**What is required:** Retype the stretch of the text on breaking things to use them from "Seeds: Breaking Dormancy" through "season or location.", with every word and mark unchanged.

**Text shown:**
Seeds: Breaking Dormancy
Many tree and plant seeds have a thick, hard outer coat that prevents water and oxygen from reaching the embryo inside. Until that coat is broken, the seed won’t germinate, no matter how ideal the soil conditions are. This is a survival strategy: the tough shell ensures the seed doesn’t sprout in the wrong season or location.
In nature, seed coats get broken through surprisingly varied methods. Microbial activity in the soil slowly degrades the coating. Passing through the digestive tract of a bird or animal strips it chemically. Repeated cycles of freezing and thawing crack it physically. Forest fires burn through it. Gardeners replicate these processes through scarification, using a metal file, coarse sandpaper, or boiling water to breach the coat. Some species, like redbud, have both a hard outer shell and a dormant embryo inside, requiring the coat to be broken and then a period of cold exposure before the seed will finally sprout.
Medical Ampules: Precision Breaking
Glass ampules are small sealed containers that hold single doses of liquid medication. To use the medication, a healthcare worker must snap the narrow neck of the ampule, breaking the glass cleanly. The design ensures the contents stay sterile until the exact moment they’re needed.
This comes with a real downside. A study examining 672 ampules found that 449 of them, roughly two-thirds, were contaminated with glass particles after being opened. The technique matters significantly: wrapping the neck with a cotton ball and snapping it in an outward direction produced the fewest glass fragments, while wrapping with gauze and breaking inward produced the most. Clinical experience also played a role, with less experienced workers generating more contamination. To compensate, hospitals use filter needles when drawing medication and sometimes allow time for glass particles to settle before administering a dose.
Bones and Muscles: Your Body Breaks to Build
Your own body relies on a version of “break it to use it” every time you exercise. When you lift heavy weight, you create microscopic damage in your muscle fibers. This triggers a repair response: muscle protein synthesis rates spike by about 50% within four hours of intense resistance training and more than double by the 24-hour mark. By 36 hours, the rate drops back close to baseline. During that window, your body rebuilds the damaged fibers thicker and stronger than before. Three key factors drive this growth: the mechanical tension on the muscle, the cellular damage itself, and the metabolic stress from the workout.
Bones follow a similar logic. Wolff’s Law describes how bones adapt to mechanical loading: increase the stress on a bone and it responds by strengthening both its dense outer layer and its spongy interior structure. Decrease the stress and both layers weaken. Specialized cells embedded throughout the bone matrix detect mechanical forces and convert them into biochemical signals that tell surrounding cells where to add or remove material. This remodeling process also repairs the microdamage that accumulates from daily use, preventing old, weakened bone from building up over time. The duration, magnitude, and rate of the forces applied all determine how much the bone architecture changes.
So whether it’s an eggshell, a glass vial inside a glow stick, or the fibers in your own muscles, the principle holds: some things only become useful once they’ve been broken first.

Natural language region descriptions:

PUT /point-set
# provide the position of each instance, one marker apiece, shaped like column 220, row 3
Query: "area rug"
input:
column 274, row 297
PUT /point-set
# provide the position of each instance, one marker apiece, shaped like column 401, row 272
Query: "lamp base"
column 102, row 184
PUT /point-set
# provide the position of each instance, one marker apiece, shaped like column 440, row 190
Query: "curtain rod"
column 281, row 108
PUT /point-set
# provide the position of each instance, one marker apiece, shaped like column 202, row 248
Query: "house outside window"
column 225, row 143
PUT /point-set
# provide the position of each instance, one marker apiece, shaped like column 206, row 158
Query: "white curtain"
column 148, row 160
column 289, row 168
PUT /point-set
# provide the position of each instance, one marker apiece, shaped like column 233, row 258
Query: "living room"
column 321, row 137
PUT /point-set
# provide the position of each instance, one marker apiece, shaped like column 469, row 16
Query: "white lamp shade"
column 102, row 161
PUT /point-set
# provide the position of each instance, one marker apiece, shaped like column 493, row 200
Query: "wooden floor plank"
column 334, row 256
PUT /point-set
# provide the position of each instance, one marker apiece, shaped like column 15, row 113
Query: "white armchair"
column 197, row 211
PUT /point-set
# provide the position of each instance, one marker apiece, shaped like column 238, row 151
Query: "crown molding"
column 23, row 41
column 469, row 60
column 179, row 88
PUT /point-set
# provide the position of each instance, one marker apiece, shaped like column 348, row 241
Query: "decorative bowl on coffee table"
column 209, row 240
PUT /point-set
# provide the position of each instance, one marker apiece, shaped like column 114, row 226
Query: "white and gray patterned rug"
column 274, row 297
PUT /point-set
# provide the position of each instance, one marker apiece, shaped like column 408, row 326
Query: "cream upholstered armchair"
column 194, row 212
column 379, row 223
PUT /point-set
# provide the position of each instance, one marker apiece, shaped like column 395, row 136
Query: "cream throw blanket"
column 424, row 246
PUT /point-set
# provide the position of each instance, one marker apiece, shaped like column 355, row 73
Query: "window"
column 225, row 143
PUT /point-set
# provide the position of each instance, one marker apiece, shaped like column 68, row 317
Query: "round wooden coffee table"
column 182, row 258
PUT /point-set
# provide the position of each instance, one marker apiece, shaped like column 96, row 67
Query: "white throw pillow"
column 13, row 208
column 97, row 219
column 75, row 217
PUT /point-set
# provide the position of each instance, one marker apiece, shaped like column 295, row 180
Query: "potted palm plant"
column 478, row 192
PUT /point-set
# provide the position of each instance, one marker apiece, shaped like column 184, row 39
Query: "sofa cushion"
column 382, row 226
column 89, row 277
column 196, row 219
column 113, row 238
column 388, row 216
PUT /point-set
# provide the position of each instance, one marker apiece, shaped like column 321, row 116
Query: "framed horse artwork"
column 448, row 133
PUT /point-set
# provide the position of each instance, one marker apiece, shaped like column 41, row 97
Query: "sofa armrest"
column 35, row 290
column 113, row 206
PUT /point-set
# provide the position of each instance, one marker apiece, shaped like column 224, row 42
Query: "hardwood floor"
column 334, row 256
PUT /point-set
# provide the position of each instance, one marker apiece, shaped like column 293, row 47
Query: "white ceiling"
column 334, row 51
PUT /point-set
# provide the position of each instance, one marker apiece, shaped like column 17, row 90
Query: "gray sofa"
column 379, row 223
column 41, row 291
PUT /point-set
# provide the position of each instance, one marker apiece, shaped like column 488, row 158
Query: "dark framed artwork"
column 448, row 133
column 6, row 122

**Response for this exercise:**
Seeds: Breaking Dormancy
Many tree and plant seeds have a thick, hard outer coat that prevents water and oxygen from reaching the embryo inside. Until that coat is broken, the seed won’t germinate, no matter how ideal the soil conditions are. This is a survival strategy: the tough shell ensures the seed doesn’t sprout in the wrong season or location.